**Page extract:**
##############################
With a collection of 600-plus pieces, “Bunk” Mann has lovingly recreated the noble history of firefighting
A century of firefighting history is proudly preserved and displayed in the home and on the office walls of local
historian Hunter R. “Bunk” Mann. At his house, overlooking the calm backwaters of Ocean Pines, and at the Fruitland headquarters of Mann & Gray Insurance, Bunk is caretaker of the largest toy fire department on the Eastern Shore.
As such memorabilia collections so often begin, Bunk was just a little boy of five when the smells and sounds of the shiny red fire trucks in their spotless stations began to fascinate him. Bunk’s grandfather, the original Hunter R. Mann, was a “country doctor” in the 1950s. His patients tended to be volunteer firemen, so Bunk grew up around the gleaming firefighting machinery housed in the stations his granddad frequented on his “firehouse calls.” Bunk’s father, also a doctor, was a partner of celebrated Ocean City physician Dr. Frank Townsend in 1969 through the 1970s. Surrounded by the flaming-red excitement of emergency vehicles and the men who operated them, the ambiance of a fire station was soon ingrained in young Bunk. As an adult he became an avid fireman, having served in both the Salisbury and Fruitland volunteer fire departments.
##############################
**Data for review:**
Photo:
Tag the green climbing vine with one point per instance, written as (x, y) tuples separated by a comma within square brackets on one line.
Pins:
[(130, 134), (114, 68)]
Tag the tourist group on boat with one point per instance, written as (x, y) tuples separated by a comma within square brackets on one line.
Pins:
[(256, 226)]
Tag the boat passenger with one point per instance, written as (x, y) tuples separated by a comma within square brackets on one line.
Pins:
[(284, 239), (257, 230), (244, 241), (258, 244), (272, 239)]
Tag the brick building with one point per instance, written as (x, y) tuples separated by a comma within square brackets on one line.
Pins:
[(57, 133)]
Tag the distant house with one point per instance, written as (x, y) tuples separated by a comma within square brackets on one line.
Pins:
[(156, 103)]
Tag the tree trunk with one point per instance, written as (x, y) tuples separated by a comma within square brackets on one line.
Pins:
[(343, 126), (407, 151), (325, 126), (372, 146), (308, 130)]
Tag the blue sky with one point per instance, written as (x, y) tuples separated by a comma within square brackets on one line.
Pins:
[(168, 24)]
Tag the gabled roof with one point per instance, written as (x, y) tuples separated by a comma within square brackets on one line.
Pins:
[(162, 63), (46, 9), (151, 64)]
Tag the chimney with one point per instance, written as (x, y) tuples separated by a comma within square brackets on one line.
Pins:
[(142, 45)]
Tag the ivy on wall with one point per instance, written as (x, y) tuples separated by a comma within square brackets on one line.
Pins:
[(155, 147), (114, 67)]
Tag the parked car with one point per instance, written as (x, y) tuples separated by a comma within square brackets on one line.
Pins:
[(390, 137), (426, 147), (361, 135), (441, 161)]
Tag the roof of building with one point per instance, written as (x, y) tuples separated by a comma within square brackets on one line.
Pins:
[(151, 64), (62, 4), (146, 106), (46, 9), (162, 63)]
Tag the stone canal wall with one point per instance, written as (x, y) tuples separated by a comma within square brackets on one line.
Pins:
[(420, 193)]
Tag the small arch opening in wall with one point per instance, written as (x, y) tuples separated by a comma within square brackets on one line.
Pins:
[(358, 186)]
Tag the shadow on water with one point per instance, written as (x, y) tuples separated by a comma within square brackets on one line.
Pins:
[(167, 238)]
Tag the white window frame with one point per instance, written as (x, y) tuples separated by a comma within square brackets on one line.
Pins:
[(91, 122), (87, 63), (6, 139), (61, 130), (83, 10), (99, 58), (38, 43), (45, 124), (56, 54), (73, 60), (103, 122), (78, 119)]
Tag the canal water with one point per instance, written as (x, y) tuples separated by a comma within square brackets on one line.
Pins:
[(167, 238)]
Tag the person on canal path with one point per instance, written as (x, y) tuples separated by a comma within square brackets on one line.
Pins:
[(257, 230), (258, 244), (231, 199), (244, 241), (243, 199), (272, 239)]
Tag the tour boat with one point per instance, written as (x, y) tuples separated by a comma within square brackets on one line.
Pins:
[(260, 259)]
##############################
In the article about Bunk Mann's firefighting collection, which volunteer fire departments did he serve in? The lines above are separate from the article.

Salisbury and Fruitland